• Brief
Copy out the records below, changing every occurrence of "one per line for multiple hits" to "each on its own line when there are several" and leaving everything else the same.

Entries on locating named things:

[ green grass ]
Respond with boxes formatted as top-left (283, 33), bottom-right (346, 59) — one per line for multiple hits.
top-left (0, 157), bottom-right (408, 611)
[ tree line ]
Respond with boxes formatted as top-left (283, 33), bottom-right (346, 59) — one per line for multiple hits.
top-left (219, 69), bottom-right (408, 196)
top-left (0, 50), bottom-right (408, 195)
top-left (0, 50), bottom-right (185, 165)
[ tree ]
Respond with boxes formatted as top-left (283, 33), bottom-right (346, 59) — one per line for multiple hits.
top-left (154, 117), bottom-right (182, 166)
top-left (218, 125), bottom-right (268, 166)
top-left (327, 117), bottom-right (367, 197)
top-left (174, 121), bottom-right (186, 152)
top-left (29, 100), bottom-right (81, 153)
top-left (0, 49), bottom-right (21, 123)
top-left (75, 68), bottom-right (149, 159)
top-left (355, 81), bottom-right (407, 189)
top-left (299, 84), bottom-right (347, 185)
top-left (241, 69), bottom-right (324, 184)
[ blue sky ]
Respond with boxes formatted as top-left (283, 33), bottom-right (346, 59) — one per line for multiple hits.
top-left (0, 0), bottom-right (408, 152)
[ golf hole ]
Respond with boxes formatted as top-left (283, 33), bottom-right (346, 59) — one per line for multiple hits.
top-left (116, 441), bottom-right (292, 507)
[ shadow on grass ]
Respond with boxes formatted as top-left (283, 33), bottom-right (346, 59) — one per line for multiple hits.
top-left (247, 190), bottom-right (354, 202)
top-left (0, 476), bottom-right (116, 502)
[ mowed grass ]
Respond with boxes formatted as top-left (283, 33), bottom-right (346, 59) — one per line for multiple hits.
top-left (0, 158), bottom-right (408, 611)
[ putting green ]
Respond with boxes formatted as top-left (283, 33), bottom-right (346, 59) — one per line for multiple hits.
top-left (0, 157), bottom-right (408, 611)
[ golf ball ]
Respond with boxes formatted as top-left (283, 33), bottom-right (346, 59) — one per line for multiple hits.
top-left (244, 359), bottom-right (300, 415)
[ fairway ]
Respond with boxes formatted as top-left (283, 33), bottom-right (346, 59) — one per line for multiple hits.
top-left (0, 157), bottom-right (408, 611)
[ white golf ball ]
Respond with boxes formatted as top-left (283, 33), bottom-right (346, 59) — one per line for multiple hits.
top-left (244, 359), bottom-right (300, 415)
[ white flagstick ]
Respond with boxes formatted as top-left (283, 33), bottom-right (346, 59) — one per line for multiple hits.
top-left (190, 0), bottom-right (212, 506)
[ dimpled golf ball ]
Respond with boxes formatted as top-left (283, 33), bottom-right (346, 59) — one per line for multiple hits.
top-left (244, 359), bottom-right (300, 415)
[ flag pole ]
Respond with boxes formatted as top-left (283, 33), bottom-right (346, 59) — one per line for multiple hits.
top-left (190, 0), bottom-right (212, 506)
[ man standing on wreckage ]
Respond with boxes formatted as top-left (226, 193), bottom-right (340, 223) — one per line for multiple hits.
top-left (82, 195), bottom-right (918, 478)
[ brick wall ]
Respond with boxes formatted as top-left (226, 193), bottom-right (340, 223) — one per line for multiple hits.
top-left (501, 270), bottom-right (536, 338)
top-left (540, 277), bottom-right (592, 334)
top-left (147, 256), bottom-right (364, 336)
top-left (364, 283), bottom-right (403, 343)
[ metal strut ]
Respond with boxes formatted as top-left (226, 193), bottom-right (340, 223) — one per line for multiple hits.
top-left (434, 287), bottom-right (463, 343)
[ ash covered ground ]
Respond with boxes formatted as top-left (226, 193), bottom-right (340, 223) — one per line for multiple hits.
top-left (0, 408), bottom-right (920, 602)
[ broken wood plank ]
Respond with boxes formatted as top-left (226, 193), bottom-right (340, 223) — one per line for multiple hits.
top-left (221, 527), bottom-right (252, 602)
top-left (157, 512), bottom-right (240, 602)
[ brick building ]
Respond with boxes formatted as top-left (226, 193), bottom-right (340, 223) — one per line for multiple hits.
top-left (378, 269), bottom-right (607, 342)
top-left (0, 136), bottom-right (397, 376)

• Exercise answer
[ green grass ]
Respond with boxes formatted as top-left (283, 33), bottom-right (346, 59) — each on its own line when there are several.
top-left (0, 157), bottom-right (408, 611)
[ tree line ]
Respond with boxes formatted as top-left (283, 33), bottom-right (346, 59) — each on its own line when there are several.
top-left (219, 69), bottom-right (408, 196)
top-left (0, 50), bottom-right (408, 195)
top-left (0, 50), bottom-right (185, 165)
[ tree ]
Respond with boxes formatted as top-left (283, 33), bottom-right (346, 59) — each on its own line when there are several.
top-left (154, 117), bottom-right (182, 166)
top-left (218, 125), bottom-right (268, 166)
top-left (327, 117), bottom-right (367, 197)
top-left (174, 121), bottom-right (186, 152)
top-left (29, 100), bottom-right (81, 153)
top-left (0, 49), bottom-right (21, 123)
top-left (75, 68), bottom-right (149, 159)
top-left (355, 81), bottom-right (407, 189)
top-left (299, 84), bottom-right (347, 185)
top-left (241, 69), bottom-right (324, 184)
[ blue sky ]
Respond with boxes formatted as top-left (283, 33), bottom-right (346, 59) — each on its own line when there are several.
top-left (0, 0), bottom-right (408, 152)
[ golf hole ]
Respond with boxes formatted as top-left (283, 33), bottom-right (346, 59) — each on its own line when there are several.
top-left (116, 441), bottom-right (292, 507)
[ shadow on grass ]
Respond with boxes formatted as top-left (283, 33), bottom-right (346, 59) — each on its own line when there are several.
top-left (247, 190), bottom-right (354, 202)
top-left (0, 476), bottom-right (116, 502)
[ mowed grass ]
Respond with boxes formatted as top-left (283, 33), bottom-right (346, 59) — each on its own line when there are several.
top-left (0, 158), bottom-right (408, 611)
[ putting green ]
Respond with boxes formatted as top-left (283, 33), bottom-right (346, 59) — each on its own line when there are several.
top-left (0, 157), bottom-right (408, 611)
[ golf ball ]
Respond with boxes formatted as top-left (283, 33), bottom-right (346, 59) — each on its own line when there are several.
top-left (244, 359), bottom-right (300, 415)
[ fairway ]
Respond with boxes formatted as top-left (283, 33), bottom-right (346, 59) — each on its own line when there are several.
top-left (0, 157), bottom-right (408, 611)
[ white golf ball ]
Respond with boxes formatted as top-left (283, 33), bottom-right (346, 59) — each on its own line when there are several.
top-left (244, 359), bottom-right (300, 415)
[ white flagstick ]
Respond with boxes formatted as top-left (283, 33), bottom-right (346, 59) — each on its own line when there are several.
top-left (190, 0), bottom-right (212, 506)
[ dimpled golf ball ]
Respond with boxes formatted as top-left (283, 33), bottom-right (346, 59) — each on its own line when there are several.
top-left (244, 359), bottom-right (300, 415)
[ flag pole ]
Respond with boxes formatted as top-left (283, 33), bottom-right (346, 59) — each on its own line when there are several.
top-left (190, 0), bottom-right (212, 506)
[ man standing on wreckage ]
Respond with boxes formatted as top-left (226, 193), bottom-right (340, 223) — each on its own line when there are several.
top-left (82, 195), bottom-right (918, 478)
[ brick wall ]
Respond with boxes formatted as top-left (226, 193), bottom-right (340, 223) — each on its own line when there are several.
top-left (501, 270), bottom-right (536, 338)
top-left (540, 277), bottom-right (592, 334)
top-left (147, 256), bottom-right (364, 336)
top-left (364, 283), bottom-right (403, 343)
[ metal strut ]
Respond with boxes formatted as top-left (226, 193), bottom-right (340, 223) — each on its own line when there are several.
top-left (434, 287), bottom-right (463, 343)
[ ash covered ground ]
Respond with boxes formatted as top-left (226, 193), bottom-right (340, 223) — each on its own line when there are several.
top-left (0, 408), bottom-right (920, 602)
[ broken wood plank ]
Respond with boxes formatted as top-left (226, 193), bottom-right (340, 223) — each on its own line when there are several.
top-left (221, 527), bottom-right (252, 602)
top-left (157, 512), bottom-right (240, 602)
[ brick building ]
Respond with boxes formatted as top-left (226, 193), bottom-right (340, 223) — each on its own line when there are several.
top-left (378, 269), bottom-right (607, 342)
top-left (0, 136), bottom-right (397, 376)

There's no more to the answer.